→ **Input material**:
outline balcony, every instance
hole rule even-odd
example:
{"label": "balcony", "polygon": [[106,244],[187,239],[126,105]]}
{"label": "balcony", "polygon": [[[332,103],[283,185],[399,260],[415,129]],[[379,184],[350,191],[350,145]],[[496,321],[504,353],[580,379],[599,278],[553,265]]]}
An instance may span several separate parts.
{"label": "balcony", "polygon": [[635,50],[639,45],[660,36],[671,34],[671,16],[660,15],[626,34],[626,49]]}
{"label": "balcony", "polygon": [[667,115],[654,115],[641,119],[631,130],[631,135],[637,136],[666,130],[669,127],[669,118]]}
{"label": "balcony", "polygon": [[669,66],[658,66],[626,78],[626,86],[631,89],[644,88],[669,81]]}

→ **Your objective**: Rewrite the rows above as a two-column CSV with the header instruction,result. Give one line per row, with the row's text in the instruction field and its answer in the result field, each field quoted and with line breaks turned into spaces.

→ **Result of this task**:
instruction,result
"outline balcony, every instance hole rule even-odd example: {""label"": ""balcony"", ""polygon"": [[106,244],[187,239],[126,105]]} {""label"": ""balcony"", ""polygon"": [[[332,103],[283,185],[399,260],[415,129]],[[379,184],[350,191],[350,145]],[[496,321],[504,353],[580,379],[599,278],[553,265]]]} An instance may span several separate parts.","{""label"": ""balcony"", ""polygon"": [[635,50],[639,45],[660,36],[671,34],[671,16],[660,15],[626,34],[626,49]]} {""label"": ""balcony"", ""polygon"": [[667,115],[654,115],[641,119],[631,130],[631,135],[637,136],[666,130],[669,127],[669,118]]} {""label"": ""balcony"", ""polygon"": [[669,66],[658,66],[626,78],[626,86],[631,89],[644,88],[669,81]]}"